▶ **EXERCISE GOAL**:
Starting at the line that contains "tree, it would be much appreciated." and continuing through the final line, render the lines as a Markdown table with columns No. and Line, omitting any blank lines.

▶ **Data records**:

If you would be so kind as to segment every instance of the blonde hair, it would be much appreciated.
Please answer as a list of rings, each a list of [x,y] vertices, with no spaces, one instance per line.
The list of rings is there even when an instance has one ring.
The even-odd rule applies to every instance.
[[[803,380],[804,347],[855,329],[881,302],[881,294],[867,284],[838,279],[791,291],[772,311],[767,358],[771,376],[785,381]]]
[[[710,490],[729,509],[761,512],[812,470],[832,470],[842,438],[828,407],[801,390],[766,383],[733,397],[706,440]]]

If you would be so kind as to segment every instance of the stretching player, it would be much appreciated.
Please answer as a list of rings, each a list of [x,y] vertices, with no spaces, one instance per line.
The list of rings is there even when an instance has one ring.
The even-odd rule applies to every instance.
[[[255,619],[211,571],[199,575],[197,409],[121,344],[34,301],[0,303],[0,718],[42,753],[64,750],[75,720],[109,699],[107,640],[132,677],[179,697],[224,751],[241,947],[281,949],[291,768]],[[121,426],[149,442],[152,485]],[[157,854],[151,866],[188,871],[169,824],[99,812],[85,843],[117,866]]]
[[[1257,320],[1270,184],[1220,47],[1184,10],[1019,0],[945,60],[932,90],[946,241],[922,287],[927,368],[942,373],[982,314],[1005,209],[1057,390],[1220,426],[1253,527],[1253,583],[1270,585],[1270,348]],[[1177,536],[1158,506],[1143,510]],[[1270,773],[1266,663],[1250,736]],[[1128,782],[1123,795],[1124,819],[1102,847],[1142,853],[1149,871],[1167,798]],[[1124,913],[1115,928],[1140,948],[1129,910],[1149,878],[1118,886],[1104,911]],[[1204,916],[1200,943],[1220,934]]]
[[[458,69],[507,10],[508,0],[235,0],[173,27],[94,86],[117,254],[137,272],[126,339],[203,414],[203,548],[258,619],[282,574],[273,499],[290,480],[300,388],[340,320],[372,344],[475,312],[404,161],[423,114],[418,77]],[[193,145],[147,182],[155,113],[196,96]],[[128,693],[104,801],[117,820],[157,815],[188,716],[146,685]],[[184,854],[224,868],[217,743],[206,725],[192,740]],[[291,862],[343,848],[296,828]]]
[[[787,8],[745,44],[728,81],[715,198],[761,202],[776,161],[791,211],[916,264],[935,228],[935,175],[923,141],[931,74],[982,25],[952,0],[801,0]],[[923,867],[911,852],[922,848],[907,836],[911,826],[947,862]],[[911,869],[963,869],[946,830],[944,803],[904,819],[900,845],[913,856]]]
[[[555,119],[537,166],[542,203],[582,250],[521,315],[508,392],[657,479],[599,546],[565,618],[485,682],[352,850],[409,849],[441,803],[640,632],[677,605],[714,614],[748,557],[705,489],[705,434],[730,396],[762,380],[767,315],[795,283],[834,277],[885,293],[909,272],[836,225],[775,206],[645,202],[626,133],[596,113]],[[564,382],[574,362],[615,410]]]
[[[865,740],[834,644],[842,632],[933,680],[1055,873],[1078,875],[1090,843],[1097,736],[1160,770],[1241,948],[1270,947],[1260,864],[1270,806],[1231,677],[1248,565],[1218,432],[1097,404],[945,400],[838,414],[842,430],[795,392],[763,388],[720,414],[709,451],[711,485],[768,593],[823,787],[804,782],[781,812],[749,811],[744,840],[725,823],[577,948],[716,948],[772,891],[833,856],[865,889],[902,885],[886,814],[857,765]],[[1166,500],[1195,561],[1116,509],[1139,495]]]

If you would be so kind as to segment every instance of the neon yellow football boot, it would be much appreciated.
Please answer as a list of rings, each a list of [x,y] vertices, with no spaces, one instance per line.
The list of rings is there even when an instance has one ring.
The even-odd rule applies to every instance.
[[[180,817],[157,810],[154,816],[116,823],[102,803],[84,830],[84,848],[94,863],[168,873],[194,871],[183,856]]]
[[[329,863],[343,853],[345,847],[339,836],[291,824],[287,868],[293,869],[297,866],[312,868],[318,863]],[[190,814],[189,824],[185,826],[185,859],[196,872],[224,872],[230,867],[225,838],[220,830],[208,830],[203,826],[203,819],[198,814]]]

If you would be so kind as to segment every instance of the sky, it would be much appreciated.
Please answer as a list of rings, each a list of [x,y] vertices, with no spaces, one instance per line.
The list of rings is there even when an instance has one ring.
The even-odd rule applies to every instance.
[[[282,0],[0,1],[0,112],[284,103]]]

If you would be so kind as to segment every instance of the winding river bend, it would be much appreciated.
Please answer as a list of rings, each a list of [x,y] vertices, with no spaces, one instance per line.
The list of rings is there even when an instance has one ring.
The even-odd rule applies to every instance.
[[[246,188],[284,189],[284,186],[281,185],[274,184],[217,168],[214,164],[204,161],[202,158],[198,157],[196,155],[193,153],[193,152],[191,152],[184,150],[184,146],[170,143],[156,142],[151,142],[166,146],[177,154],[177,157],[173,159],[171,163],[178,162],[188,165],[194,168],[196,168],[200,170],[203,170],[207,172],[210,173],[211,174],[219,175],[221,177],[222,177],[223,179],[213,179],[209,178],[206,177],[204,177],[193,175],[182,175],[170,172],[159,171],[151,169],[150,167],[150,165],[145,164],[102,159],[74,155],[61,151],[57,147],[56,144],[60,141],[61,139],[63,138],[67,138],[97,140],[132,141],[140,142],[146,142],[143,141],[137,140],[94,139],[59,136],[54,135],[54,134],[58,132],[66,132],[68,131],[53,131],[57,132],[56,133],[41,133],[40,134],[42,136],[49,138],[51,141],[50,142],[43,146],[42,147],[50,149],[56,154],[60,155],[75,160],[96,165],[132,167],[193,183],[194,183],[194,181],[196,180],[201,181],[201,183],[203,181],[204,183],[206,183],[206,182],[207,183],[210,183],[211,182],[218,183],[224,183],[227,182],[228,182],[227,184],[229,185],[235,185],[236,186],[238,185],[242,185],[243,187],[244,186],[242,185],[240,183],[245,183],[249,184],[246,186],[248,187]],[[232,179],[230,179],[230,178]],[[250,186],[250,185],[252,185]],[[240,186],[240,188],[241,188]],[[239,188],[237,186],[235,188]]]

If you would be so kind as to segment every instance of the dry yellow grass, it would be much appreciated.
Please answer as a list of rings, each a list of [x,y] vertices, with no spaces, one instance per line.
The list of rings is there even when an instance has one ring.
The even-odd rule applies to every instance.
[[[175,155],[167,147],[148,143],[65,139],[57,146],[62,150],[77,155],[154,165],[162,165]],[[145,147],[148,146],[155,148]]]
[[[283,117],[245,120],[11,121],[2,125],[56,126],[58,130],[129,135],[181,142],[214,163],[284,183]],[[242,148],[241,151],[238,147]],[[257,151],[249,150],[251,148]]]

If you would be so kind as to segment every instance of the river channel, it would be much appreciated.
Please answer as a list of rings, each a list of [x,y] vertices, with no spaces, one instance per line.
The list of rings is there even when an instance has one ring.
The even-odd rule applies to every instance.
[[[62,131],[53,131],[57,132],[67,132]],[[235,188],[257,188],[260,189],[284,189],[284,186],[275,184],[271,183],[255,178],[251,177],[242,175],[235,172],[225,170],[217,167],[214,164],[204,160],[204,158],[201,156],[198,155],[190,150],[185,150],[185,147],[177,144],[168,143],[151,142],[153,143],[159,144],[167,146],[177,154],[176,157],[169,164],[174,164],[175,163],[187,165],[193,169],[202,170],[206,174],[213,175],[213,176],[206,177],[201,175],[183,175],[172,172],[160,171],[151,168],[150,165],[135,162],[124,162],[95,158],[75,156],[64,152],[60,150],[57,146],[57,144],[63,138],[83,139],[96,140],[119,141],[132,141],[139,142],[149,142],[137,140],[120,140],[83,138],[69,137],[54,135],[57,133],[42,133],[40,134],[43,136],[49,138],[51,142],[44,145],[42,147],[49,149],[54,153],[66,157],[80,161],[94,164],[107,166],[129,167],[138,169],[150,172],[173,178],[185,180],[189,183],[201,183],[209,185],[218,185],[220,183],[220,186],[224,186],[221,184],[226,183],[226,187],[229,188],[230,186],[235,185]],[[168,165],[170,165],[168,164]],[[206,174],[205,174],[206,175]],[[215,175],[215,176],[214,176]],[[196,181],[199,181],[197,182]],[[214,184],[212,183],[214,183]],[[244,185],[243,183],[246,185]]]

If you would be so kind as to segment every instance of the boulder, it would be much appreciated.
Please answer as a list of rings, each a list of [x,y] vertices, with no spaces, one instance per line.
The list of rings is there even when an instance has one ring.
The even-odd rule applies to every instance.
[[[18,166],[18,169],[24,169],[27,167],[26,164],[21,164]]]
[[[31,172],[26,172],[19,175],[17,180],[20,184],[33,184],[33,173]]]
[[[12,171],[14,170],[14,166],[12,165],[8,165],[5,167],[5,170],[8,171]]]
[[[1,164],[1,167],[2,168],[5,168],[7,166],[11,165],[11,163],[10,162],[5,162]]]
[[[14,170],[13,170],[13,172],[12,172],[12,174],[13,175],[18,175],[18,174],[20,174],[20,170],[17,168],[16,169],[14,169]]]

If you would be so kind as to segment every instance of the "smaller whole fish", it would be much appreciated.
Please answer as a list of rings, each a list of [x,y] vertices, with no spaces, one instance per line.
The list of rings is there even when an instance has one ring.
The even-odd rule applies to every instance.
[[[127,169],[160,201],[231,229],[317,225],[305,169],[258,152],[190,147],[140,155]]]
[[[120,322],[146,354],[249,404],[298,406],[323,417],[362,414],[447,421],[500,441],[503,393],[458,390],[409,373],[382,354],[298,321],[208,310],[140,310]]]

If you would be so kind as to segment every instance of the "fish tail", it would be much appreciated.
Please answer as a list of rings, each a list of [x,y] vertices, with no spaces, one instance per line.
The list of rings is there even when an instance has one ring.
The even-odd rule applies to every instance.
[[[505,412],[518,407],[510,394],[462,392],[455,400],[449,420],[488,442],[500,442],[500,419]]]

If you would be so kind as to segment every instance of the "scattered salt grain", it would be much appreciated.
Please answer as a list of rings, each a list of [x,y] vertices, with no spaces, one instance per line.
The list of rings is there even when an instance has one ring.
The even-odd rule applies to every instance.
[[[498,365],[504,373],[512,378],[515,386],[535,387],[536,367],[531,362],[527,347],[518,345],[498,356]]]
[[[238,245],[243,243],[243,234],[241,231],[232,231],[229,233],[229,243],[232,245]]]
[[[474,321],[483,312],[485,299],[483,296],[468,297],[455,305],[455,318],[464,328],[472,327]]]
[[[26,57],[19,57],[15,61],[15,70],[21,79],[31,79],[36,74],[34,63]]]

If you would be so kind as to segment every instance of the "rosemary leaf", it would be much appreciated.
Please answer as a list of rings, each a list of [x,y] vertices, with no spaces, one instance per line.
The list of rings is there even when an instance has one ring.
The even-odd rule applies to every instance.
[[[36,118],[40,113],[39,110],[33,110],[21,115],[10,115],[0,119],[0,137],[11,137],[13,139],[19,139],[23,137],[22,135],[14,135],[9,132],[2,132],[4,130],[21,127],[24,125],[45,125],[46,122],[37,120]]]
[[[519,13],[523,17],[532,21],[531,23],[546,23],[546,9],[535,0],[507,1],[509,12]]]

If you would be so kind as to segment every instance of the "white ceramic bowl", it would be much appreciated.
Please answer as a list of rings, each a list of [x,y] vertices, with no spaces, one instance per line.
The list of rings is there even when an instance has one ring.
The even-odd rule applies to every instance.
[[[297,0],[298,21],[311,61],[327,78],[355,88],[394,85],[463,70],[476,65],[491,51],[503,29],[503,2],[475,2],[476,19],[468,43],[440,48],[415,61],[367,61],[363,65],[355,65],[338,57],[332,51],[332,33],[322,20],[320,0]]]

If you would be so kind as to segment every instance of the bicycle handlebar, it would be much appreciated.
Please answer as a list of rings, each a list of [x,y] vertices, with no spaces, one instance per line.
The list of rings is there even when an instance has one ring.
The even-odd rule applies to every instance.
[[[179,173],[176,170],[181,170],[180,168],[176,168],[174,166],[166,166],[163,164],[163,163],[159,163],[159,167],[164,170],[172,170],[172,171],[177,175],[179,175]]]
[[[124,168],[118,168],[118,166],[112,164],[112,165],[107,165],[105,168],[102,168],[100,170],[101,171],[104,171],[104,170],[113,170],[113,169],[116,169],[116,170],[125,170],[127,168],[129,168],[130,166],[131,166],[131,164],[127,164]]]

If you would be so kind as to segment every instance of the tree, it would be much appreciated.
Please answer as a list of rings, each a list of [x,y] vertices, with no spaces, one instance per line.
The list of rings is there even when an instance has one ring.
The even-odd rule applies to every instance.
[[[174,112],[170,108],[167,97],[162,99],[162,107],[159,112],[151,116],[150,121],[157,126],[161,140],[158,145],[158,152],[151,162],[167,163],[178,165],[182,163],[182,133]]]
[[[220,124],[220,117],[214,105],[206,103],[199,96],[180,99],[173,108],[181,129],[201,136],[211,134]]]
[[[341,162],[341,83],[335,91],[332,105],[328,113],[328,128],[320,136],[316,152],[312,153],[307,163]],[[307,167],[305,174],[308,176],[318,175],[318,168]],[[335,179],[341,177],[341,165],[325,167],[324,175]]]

▶ **COMPLETED TASK**:
| No. | Line |
|---|---|
| 1 | If you would be so kind as to segment every instance of the tree, it would be much appreciated. |
| 2 | Please answer as a list of rings, each a list of [x,y] vertices, with no spaces, one instance per line. |
| 3 | The list of rings is there even when an instance has one ring. |
| 4 | The even-odd rule applies to every instance. |
| 5 | [[[174,112],[170,108],[167,97],[162,99],[162,107],[159,112],[151,116],[150,121],[157,126],[161,140],[158,145],[158,152],[151,162],[167,163],[178,165],[182,163],[182,133]]] |
| 6 | [[[220,124],[220,117],[214,105],[206,103],[199,96],[180,99],[173,108],[181,129],[201,136],[211,134]]] |
| 7 | [[[341,162],[341,83],[335,91],[332,105],[328,113],[328,128],[320,136],[316,152],[312,153],[307,163]],[[307,167],[305,174],[308,176],[318,175],[318,168]],[[335,179],[341,177],[341,165],[325,167],[324,175]]] |